Document segment:
::::
Background information
- Born: Oswald Williams 26 March 1926
- Origin: St. Thomas, Jamaica
- Died: 18 October 1976 (aged 50)
- Genres: Reggae
- Occupation: Musician
- Instrument: Akete
- Years active: late 1950s-1976

= Count Ossie =

Jamaican Rastafari drummer and band leader

Count Ossie, born Oswald Williams (26 March 1926 – 18 October 1976), was a Jamaican Rastafari drummer and band leader.

==Biography==
In the early 1950s, he set up a Rasta community in Rockfort near Wareika Hill on the east side of Kingston, where many of Kingston's musicians learned about the Rastafari movement. In the late 1950s, he (with other percussionists) formed the Count Ossie Group.

According to reggae historian Bruno Blum, the Rasta "nyabinghi" style of hand drumming, which derives from Jamaican Kumina traditions, has its roots in Bantu traditions from Eastern Congo.
::::
Job a:
Could you extract, word for word, the part of the Count Ossie biography starting at "Count Ossie, born" and ending at "Count Ossie Group."?

Records to process:
::::
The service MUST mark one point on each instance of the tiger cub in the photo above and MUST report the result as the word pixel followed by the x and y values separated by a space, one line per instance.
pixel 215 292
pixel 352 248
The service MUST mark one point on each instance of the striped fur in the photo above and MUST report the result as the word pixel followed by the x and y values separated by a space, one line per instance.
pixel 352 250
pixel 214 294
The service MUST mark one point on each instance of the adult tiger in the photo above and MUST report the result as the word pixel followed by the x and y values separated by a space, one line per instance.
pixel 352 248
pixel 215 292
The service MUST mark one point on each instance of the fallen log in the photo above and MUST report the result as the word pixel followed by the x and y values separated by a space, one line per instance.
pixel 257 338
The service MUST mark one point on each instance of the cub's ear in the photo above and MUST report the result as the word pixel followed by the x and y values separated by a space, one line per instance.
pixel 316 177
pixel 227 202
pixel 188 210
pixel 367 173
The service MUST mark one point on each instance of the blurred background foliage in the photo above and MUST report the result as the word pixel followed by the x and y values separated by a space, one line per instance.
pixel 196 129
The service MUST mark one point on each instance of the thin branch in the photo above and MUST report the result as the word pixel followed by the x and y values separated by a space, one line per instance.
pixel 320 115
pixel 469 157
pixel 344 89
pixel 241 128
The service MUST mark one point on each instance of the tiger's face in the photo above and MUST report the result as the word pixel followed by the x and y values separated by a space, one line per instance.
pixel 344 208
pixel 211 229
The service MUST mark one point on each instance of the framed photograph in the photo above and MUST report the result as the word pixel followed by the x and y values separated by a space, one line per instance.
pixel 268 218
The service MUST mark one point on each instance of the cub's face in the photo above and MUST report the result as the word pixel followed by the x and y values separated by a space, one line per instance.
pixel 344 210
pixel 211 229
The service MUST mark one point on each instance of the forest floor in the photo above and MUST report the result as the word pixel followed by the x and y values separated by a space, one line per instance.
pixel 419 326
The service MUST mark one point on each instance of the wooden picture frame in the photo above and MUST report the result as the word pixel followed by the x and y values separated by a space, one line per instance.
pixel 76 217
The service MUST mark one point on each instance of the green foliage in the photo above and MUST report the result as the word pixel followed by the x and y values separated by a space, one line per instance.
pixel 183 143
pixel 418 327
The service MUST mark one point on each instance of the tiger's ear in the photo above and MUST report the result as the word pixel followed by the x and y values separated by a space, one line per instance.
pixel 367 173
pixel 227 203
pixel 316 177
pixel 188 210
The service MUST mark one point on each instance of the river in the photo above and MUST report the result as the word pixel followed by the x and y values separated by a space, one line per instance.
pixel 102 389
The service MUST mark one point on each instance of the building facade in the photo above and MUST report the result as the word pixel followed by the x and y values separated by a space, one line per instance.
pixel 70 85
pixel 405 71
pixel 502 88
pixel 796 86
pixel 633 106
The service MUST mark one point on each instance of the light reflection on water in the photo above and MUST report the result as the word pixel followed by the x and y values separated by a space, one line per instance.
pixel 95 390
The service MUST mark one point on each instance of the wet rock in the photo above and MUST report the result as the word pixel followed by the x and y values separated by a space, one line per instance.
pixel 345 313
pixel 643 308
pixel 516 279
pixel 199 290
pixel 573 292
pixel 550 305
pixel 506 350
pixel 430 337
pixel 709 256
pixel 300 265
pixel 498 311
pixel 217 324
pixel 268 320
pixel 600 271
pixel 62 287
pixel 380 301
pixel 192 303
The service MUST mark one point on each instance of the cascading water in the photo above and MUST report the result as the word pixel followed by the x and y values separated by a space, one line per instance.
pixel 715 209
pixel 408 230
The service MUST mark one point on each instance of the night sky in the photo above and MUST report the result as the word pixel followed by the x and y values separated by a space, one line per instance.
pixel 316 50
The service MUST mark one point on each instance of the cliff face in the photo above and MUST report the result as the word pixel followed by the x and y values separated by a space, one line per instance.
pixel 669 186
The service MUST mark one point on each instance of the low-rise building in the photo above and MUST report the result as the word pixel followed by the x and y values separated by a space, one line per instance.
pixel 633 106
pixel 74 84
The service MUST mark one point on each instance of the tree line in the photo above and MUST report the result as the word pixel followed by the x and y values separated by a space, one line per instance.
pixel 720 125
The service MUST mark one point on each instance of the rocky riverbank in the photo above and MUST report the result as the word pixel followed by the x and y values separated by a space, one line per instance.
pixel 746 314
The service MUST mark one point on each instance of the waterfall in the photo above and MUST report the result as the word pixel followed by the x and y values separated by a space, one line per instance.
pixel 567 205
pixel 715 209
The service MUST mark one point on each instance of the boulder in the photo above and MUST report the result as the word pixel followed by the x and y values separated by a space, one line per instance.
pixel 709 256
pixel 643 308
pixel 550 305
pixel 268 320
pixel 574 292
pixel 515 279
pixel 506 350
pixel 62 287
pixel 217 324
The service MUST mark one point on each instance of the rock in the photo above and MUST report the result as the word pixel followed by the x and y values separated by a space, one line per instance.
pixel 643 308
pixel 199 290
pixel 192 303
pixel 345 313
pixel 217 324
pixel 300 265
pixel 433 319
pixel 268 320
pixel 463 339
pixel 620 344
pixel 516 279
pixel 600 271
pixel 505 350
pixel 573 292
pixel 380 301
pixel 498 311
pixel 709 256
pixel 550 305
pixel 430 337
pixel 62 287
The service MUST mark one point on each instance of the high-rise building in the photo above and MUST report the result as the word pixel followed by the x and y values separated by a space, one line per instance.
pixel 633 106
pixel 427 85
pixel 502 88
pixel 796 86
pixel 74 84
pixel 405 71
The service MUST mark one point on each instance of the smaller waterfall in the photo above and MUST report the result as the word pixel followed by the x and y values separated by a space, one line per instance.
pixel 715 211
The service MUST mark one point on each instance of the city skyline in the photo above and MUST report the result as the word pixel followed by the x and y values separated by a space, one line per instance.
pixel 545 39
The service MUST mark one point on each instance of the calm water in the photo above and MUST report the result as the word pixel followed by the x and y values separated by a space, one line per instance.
::::
Job b:
Can you give back the records starting at their first line and ending at the line containing "pixel 257 338", with "fallen log" changed to "downed tree" and nothing else altered or added?

Result a:
Count Ossie, born Oswald Williams (26 March 1926 – 18 October 1976), was a Jamaican Rastafari drummer and band leader.

==Biography==
In the early 1950s, he set up a Rasta community in Rockfort near Wareika Hill on the east side of Kingston, where many of Kingston's musicians learned about the Rastafari movement. In the late 1950s, he (with other percussionists) formed the Count Ossie Group.

Result b:
The service MUST mark one point on each instance of the tiger cub in the photo above and MUST report the result as the word pixel followed by the x and y values separated by a space, one line per instance.
pixel 215 292
pixel 352 248
The service MUST mark one point on each instance of the striped fur in the photo above and MUST report the result as the word pixel followed by the x and y values separated by a space, one line per instance.
pixel 352 250
pixel 214 294
The service MUST mark one point on each instance of the adult tiger in the photo above and MUST report the result as the word pixel followed by the x and y values separated by a space, one line per instance.
pixel 352 248
pixel 215 292
The service MUST mark one point on each instance of the downed tree in the photo above and MUST report the result as the word pixel followed by the x and y values separated by a space, one line per instance.
pixel 257 338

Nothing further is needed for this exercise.